◆ **SELECTION**:
Owning a pool is fun, but it comes with a lot of responsibilities.

And, although it'll take some time to get familiar with pool care, it'll become part of your routine once you get the hang of it. After all, if you've decided to purchase a brand-new pool, you'd obviously want it to stay functional and beautiful for years to come.

Guide To Pool Maintenance

Incidentally, those of you who have recently installed a new pool might struggle with the maintenance. So, to help you take care of your pool in the best possible way, we've compiled an easy guide that acts as a go-to manual.

This will help you DIY the pool care tasks without the need for hiring a professional. Our short but complete resource is the perfect place to start for basic working knowledge about pool management. So, read till the end to know all about pool maintenance.

Pool Cleaning Equipment

Pool Components You Should Know About

Whether you have a concrete, fibreglass, or vinyl in-ground pool, most basic pool components remain pretty much the same. Before diving into the maintenance aspect, it's essential to know a few of these parts to avoid confusion.

◆ **INSTRUCTION A**: Identify each line of the records that contains the word "head", and copy those lines.
The pool care text and the records are unrelated material.

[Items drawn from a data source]
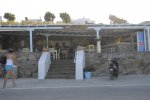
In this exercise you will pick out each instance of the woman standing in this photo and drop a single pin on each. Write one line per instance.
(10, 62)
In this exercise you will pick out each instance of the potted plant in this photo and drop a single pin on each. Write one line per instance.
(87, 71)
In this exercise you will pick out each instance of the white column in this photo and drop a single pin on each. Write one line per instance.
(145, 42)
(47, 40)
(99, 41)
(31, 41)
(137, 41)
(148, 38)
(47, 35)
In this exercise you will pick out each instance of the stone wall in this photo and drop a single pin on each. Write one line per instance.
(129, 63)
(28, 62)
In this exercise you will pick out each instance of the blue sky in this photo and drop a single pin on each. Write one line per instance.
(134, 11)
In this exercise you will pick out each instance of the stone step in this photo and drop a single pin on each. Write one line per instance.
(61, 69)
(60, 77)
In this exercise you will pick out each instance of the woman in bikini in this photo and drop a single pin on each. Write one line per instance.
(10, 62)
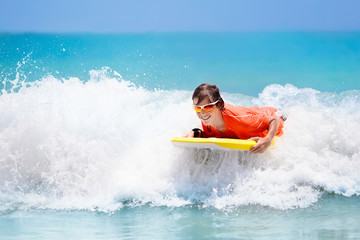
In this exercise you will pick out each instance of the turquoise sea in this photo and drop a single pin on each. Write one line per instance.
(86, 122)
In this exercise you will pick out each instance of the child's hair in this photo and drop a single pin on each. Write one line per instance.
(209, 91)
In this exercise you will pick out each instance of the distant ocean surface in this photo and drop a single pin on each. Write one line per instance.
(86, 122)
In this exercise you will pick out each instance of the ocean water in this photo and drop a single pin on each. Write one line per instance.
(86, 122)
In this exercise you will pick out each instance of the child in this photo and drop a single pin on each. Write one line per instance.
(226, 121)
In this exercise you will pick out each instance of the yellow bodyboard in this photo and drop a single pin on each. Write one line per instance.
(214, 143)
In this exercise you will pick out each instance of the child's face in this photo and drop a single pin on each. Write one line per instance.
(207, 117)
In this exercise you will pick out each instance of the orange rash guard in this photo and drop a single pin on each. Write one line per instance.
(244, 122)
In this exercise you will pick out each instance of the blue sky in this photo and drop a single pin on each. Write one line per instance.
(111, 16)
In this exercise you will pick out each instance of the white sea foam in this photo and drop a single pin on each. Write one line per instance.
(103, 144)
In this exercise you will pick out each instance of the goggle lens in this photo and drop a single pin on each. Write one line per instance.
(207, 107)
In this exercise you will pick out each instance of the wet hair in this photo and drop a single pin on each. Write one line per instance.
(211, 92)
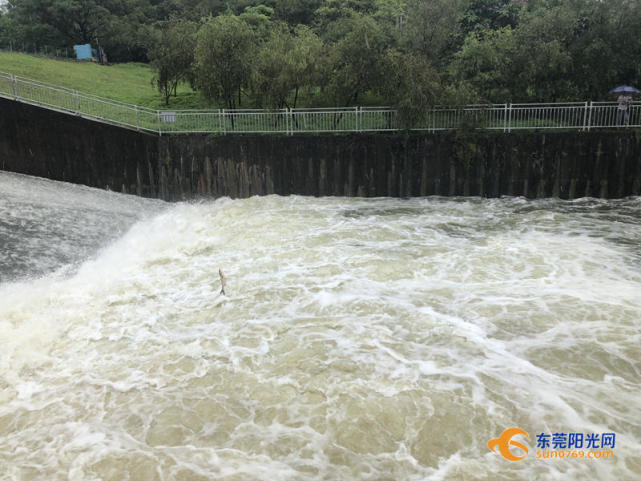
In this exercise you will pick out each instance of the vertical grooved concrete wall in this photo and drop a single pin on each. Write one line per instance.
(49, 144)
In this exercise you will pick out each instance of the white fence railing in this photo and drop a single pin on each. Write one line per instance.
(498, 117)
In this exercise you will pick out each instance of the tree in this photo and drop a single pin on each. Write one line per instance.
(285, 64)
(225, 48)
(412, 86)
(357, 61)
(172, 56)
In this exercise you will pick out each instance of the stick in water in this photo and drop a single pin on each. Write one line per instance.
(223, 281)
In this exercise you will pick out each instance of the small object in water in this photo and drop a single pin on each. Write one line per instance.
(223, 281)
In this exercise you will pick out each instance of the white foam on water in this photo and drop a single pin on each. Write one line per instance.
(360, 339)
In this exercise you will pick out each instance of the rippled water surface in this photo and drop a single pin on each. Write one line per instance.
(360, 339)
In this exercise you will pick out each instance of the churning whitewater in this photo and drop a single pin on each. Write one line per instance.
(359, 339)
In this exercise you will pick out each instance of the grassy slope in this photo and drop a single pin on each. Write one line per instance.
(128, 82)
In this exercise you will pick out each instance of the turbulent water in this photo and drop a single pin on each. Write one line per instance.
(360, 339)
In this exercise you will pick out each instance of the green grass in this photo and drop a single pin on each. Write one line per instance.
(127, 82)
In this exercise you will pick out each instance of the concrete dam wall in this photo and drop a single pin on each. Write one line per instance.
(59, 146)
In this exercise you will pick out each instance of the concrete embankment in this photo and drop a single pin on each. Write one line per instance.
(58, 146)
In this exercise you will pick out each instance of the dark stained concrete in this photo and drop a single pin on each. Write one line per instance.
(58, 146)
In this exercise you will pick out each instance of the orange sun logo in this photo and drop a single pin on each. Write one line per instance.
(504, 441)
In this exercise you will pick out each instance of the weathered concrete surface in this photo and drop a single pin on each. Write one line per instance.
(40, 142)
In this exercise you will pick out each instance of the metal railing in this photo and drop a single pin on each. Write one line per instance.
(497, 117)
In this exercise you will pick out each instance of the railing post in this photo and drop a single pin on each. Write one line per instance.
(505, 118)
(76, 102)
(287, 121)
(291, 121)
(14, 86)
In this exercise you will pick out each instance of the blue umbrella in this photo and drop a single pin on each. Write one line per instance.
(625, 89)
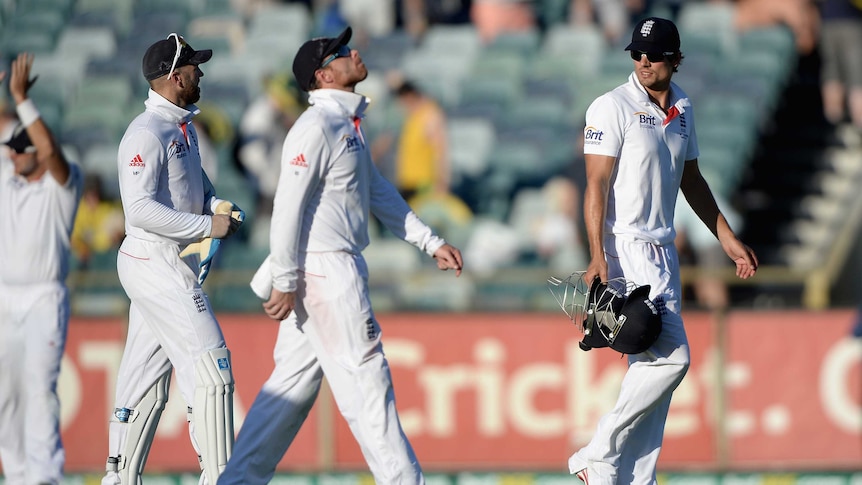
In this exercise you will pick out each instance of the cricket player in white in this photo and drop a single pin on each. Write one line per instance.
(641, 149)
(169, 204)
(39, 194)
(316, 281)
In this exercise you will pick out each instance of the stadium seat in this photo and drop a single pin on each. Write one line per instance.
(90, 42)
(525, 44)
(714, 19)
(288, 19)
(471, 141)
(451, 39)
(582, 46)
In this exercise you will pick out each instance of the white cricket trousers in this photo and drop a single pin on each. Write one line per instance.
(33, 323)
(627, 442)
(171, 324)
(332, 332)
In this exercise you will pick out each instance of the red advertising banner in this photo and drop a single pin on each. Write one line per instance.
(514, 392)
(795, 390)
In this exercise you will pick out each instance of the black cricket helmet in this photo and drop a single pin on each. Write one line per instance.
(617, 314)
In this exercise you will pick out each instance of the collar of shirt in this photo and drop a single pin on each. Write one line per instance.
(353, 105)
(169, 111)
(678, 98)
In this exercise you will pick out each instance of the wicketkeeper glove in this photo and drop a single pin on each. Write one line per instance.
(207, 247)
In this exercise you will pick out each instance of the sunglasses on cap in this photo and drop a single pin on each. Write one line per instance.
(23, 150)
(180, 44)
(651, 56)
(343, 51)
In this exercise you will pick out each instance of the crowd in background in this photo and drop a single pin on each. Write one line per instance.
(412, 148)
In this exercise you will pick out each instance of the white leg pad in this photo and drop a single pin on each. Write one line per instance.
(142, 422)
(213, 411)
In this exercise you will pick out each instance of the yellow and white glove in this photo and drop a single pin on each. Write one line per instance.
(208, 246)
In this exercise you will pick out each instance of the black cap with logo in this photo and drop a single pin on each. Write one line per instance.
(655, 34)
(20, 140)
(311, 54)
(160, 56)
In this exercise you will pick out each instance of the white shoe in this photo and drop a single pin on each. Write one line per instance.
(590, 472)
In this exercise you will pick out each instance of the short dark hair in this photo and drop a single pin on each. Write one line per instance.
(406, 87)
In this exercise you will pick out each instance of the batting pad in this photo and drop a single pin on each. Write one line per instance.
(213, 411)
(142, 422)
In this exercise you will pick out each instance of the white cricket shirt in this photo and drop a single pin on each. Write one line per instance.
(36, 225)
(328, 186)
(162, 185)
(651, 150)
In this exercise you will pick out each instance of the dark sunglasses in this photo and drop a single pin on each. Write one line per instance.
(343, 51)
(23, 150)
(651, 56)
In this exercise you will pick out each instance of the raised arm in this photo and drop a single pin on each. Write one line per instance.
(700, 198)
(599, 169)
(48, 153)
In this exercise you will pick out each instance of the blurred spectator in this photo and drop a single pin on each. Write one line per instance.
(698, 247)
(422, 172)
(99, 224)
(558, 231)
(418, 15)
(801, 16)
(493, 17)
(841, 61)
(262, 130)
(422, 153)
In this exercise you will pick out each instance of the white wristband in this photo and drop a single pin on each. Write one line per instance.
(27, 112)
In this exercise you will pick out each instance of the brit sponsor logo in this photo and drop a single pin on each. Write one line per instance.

--

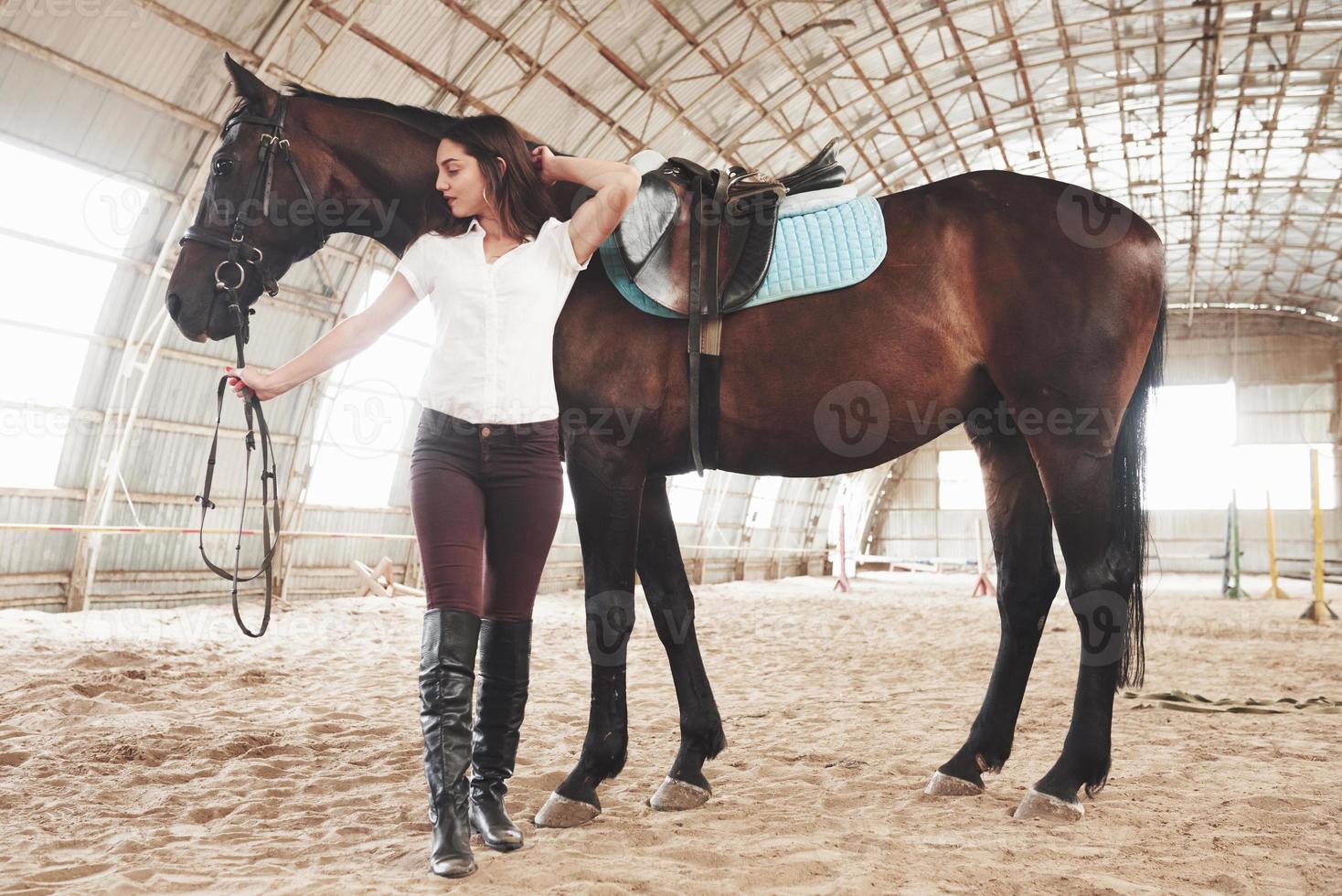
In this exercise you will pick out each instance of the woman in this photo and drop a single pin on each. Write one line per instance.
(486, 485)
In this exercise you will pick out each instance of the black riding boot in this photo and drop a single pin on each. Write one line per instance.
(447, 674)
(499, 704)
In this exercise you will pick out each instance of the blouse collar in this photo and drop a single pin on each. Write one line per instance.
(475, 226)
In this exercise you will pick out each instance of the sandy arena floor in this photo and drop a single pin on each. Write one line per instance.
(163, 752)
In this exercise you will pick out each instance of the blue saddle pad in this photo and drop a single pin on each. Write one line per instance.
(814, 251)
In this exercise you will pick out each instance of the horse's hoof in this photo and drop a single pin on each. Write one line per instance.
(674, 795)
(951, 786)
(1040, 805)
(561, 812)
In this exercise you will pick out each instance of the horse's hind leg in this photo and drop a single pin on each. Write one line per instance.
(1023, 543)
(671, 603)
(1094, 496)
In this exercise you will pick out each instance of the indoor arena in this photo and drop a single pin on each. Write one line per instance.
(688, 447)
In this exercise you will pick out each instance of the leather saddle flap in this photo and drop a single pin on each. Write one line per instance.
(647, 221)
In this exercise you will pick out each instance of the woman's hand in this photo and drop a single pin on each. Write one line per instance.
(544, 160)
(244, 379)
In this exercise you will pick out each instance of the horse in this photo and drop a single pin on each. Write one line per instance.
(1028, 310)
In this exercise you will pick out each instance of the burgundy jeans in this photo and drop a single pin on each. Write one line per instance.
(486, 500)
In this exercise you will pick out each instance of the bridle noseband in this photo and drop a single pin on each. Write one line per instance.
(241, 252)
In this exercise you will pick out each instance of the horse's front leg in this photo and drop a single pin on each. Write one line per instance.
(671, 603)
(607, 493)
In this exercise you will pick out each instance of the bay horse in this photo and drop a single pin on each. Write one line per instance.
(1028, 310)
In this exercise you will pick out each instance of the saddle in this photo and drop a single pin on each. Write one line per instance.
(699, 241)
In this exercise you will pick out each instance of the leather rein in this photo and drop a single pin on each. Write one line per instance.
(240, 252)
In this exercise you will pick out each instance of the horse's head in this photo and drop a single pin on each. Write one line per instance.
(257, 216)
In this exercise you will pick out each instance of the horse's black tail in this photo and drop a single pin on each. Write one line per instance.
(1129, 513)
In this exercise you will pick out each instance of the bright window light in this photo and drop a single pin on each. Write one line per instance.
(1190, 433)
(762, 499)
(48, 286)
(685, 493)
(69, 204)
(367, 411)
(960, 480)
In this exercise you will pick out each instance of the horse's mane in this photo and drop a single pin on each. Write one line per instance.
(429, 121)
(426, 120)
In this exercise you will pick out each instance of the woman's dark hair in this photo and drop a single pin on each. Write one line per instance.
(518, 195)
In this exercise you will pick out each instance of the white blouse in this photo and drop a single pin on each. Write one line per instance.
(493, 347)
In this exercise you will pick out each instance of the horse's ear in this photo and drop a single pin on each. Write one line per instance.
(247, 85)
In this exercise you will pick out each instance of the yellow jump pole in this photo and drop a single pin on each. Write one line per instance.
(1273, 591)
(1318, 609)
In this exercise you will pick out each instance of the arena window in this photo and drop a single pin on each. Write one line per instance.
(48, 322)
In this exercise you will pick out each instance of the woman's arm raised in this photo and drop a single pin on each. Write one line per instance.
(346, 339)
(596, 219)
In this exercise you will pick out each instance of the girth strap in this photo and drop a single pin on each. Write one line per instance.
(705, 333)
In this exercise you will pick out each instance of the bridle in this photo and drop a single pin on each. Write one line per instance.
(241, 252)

---

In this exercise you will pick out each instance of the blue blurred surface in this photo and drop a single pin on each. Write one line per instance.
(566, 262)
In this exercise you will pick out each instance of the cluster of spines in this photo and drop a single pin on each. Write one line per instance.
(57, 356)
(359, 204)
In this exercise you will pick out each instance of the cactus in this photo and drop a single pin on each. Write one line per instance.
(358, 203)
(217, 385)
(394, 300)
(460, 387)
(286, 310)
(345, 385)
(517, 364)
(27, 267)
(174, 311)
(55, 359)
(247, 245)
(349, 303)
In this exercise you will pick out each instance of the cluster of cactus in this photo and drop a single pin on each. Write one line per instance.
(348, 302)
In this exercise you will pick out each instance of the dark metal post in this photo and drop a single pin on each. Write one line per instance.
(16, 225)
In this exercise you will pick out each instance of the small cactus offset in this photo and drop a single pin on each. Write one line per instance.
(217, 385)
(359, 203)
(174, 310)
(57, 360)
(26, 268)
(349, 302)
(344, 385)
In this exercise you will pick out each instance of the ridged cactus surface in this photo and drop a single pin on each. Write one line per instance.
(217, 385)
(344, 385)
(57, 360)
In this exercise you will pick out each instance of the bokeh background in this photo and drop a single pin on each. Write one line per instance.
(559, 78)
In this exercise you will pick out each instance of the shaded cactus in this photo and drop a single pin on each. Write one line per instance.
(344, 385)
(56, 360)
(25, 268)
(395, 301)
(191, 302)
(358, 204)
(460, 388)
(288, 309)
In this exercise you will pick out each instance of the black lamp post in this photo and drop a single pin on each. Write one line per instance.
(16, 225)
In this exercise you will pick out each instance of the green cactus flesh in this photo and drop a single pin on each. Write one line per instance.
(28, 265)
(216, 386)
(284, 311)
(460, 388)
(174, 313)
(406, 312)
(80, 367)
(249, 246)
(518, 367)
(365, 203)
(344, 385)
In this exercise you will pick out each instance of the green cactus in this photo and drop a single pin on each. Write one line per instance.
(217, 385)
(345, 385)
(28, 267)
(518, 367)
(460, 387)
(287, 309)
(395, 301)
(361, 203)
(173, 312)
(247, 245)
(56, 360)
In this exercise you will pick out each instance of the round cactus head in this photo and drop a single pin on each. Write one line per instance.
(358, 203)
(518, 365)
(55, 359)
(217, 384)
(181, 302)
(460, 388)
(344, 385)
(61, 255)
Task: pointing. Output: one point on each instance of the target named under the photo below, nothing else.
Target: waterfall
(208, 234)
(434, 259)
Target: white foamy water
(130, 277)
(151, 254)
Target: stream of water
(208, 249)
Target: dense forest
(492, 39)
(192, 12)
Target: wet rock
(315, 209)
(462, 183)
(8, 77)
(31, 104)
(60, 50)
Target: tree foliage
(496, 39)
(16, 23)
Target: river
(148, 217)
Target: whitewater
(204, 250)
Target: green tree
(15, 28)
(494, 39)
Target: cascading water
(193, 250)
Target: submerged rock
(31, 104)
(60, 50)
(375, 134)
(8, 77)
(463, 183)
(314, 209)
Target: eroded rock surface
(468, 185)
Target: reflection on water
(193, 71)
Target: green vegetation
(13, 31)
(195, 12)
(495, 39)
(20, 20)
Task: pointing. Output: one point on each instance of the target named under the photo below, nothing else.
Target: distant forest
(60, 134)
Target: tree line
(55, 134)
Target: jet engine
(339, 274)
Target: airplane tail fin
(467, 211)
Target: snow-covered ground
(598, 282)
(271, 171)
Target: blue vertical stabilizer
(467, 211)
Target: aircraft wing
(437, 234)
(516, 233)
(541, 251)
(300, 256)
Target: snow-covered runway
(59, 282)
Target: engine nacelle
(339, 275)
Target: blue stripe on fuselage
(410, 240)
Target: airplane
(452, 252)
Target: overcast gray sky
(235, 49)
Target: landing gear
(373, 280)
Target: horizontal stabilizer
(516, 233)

◆ **INSTRUCTION B**: Copy everything in the pool care text from "Owning a pool" down to "about pool maintenance.".

◆ **TASK SOLUTION A**:
In this exercise you will pick out each instance of the horse's head in this photo and drop a single pin on each. Write one line per instance.
In this exercise you will pick out each instance of the round cactus head in this photo and drop a single pin on each. Write one line per instance.

◆ **TASK SOLUTION B**:
Owning a pool is fun, but it comes with a lot of responsibilities.

And, although it'll take some time to get familiar with pool care, it'll become part of your routine once you get the hang of it. After all, if you've decided to purchase a brand-new pool, you'd obviously want it to stay functional and beautiful for years to come.

Guide To Pool Maintenance

Incidentally, those of you who have recently installed a new pool might struggle with the maintenance. So, to help you take care of your pool in the best possible way, we've compiled an easy guide that acts as a go-to manual.

This will help you DIY the pool care tasks without the need for hiring a professional. Our short but complete resource is the perfect place to start for basic working knowledge about pool management. So, read till the end to know all about pool maintenance.